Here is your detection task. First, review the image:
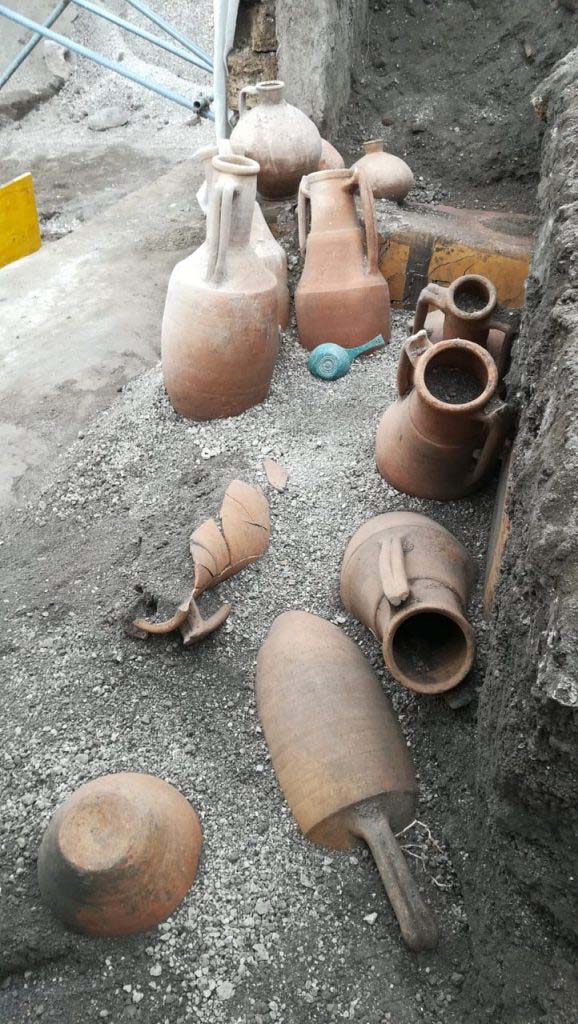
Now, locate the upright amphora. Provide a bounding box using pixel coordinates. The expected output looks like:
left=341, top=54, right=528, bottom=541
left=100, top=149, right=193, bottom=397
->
left=295, top=169, right=390, bottom=350
left=194, top=139, right=289, bottom=331
left=161, top=155, right=279, bottom=420
left=231, top=82, right=321, bottom=200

### [WHAT IS BEING ASKED]
Rewrite the entries above with "amphora" switched to "vase" and nothing else changed. Leave the pictures out.

### [SOLUTION FOR THIS EXERCISE]
Here is your detection task. First, review the image:
Now, locate the upright vase. Provide a bounding box using pixel coordinates. The expected output looks like:
left=341, top=54, right=528, bottom=541
left=100, top=149, right=193, bottom=397
->
left=295, top=169, right=390, bottom=350
left=194, top=139, right=289, bottom=331
left=161, top=155, right=279, bottom=420
left=231, top=82, right=321, bottom=200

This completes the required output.